Entries:
—————

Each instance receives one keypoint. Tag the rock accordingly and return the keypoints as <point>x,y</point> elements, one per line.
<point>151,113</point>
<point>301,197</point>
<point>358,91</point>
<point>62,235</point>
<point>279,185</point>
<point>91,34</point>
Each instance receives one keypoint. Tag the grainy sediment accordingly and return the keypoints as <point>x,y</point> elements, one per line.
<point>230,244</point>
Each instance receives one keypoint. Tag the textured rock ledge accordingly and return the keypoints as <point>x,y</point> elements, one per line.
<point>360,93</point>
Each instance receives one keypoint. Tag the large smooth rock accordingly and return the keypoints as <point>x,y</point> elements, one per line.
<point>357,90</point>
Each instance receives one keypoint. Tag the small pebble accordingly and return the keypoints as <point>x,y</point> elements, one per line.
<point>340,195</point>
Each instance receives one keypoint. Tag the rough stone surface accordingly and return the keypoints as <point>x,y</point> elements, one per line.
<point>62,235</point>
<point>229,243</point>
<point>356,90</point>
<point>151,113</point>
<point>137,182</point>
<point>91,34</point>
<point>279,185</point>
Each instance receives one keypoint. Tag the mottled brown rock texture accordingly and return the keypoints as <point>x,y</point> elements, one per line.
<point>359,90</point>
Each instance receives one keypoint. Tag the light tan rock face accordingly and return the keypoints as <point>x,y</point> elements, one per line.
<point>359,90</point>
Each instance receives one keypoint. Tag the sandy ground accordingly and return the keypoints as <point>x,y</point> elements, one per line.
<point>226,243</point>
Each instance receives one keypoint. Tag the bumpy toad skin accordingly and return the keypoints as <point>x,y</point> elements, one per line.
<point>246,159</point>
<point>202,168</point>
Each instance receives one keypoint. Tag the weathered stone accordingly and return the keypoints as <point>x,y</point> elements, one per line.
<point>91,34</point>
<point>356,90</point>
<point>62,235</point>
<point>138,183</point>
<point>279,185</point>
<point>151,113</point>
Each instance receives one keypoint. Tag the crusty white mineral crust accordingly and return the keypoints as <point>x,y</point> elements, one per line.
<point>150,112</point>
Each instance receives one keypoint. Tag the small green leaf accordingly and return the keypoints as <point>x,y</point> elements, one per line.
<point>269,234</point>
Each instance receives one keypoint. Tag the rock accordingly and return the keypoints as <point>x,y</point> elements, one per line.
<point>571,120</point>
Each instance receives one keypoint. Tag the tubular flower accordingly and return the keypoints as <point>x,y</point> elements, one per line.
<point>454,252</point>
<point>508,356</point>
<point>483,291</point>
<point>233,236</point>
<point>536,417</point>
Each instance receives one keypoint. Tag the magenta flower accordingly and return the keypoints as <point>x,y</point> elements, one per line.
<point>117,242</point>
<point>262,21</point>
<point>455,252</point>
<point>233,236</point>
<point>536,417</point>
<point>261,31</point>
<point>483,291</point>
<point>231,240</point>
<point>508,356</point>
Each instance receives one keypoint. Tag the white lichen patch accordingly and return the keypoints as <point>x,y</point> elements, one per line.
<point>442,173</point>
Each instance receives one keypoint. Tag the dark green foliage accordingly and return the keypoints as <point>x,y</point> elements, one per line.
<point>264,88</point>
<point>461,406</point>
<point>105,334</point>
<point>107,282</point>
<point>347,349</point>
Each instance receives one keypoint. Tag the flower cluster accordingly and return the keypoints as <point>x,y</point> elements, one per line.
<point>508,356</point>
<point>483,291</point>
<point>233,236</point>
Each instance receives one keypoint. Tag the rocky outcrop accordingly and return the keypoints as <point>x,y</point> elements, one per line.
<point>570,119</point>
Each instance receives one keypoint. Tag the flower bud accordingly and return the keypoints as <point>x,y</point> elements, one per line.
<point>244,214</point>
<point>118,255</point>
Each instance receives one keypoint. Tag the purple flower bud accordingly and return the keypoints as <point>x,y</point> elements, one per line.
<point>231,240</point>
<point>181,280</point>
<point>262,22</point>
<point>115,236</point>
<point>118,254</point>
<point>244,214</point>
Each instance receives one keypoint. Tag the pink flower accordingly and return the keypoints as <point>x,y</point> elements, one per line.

—————

Instruction:
Rewrite all of the rows above, replacing "Tag" with "Mark" wherever it occurs and changing nothing else.

The solution:
Each instance receives one keypoint. Mark the rock accordingly and return the keypoints as <point>x,y</point> elements, one per line.
<point>151,113</point>
<point>301,197</point>
<point>358,91</point>
<point>62,235</point>
<point>279,185</point>
<point>91,34</point>
Each instance receives one keypoint. Mark the grainy sediment accordingly and return the keypoints as <point>x,y</point> elements, one per line.
<point>230,244</point>
Each instance receives one keypoint. Mark the textured rock ledge accordingly and return the keypoints as <point>x,y</point> elements, one per line.
<point>360,93</point>
Each instance receives one keypoint. Mark the large smooth rock accordingly and return the keypoints as <point>x,y</point> elements, one per line.
<point>357,90</point>
Each instance receives one keypoint. Mark the small pebble accordingly and return the keypoints as <point>x,y</point> elements, one per line.
<point>340,195</point>
Each instance receives one keypoint. Mark the rough stone surface accordingly and return the keypoints as <point>x,y</point> elements, one per line.
<point>62,235</point>
<point>229,243</point>
<point>356,90</point>
<point>151,113</point>
<point>137,182</point>
<point>91,34</point>
<point>279,185</point>
Each instance receives one keypoint. Mark the mottled brown rock texture accordingly and return the keypoints as <point>x,y</point> elements, one per line.
<point>359,90</point>
Each instance receives one keypoint. Mark the light tan rock face accordingly and return the keypoints as <point>x,y</point> elements, one per line.
<point>359,90</point>
Each instance receives one keypoint. Mark the sandy ground accordingly and return the keypoints as <point>x,y</point> elements, one per line.
<point>226,243</point>
Each instance receives one keypoint. Mark the bumpy toad skin accordingly and return the keypoints as <point>x,y</point> elements, one per line.
<point>246,159</point>
<point>202,168</point>
Each instance receives one keypoint. Mark the weathered stone accordingly and return the keypoints as <point>x,y</point> elements, one per line.
<point>91,34</point>
<point>356,90</point>
<point>62,235</point>
<point>138,183</point>
<point>279,185</point>
<point>151,113</point>
Each instance receives one keypoint. Mark the crusty white mineral crust accordingly and return the keypoints as <point>x,y</point> elements, one per line.
<point>150,112</point>
Each instance receives one keypoint. Mark the small green leaf accordingly and return the keypoints as <point>x,y</point> elements, one per line.
<point>269,234</point>
Each instance receives one keypoint. Mark the rock accordingly and return the keypoints as <point>x,y</point> elements, one per line.
<point>571,120</point>
Each instance receives one keypoint. Mark the tubular flower accordingly and return the keypoints as <point>x,y</point> elements, one per line.
<point>454,252</point>
<point>508,356</point>
<point>483,291</point>
<point>233,236</point>
<point>536,417</point>
Each instance receives one keypoint. Mark the magenta flower accordingly and return the keypoints as <point>x,y</point> elements, one per line.
<point>117,242</point>
<point>262,21</point>
<point>455,252</point>
<point>233,236</point>
<point>536,417</point>
<point>261,31</point>
<point>483,291</point>
<point>231,240</point>
<point>508,356</point>
Each instance receives one keypoint. Mark the white lichen patch accordingly and return the keypoints as <point>x,y</point> elements, one per line.
<point>442,173</point>
Each instance receives one keypoint. Mark the dark green foliage accordingly and return the keypoints as <point>x,y</point> elements, one per line.
<point>264,88</point>
<point>461,406</point>
<point>105,334</point>
<point>107,282</point>
<point>347,349</point>
Each instance receives one keypoint. Mark the flower cluster accordingly and return the keypoints as <point>x,y</point> elements, one per line.
<point>508,356</point>
<point>483,291</point>
<point>233,236</point>
Each instance receives one keypoint. Mark the rocky outcrop accordingly and return the keypoints as <point>x,y</point> elements, one per line.
<point>570,119</point>
Each instance receives one keypoint. Mark the flower bud accordingly and return the keypoints as <point>x,y</point> elements, one per line.
<point>244,214</point>
<point>118,255</point>
Each instance receives one keypoint. Mark the purple flower bud accordingly and return the keypoints as <point>x,y</point> elements, one per line.
<point>231,240</point>
<point>181,280</point>
<point>262,22</point>
<point>115,236</point>
<point>118,254</point>
<point>244,214</point>
Each instance receives one keypoint. Mark the pink flower accordingly and return the keypoints as <point>x,y</point> elements, one per line.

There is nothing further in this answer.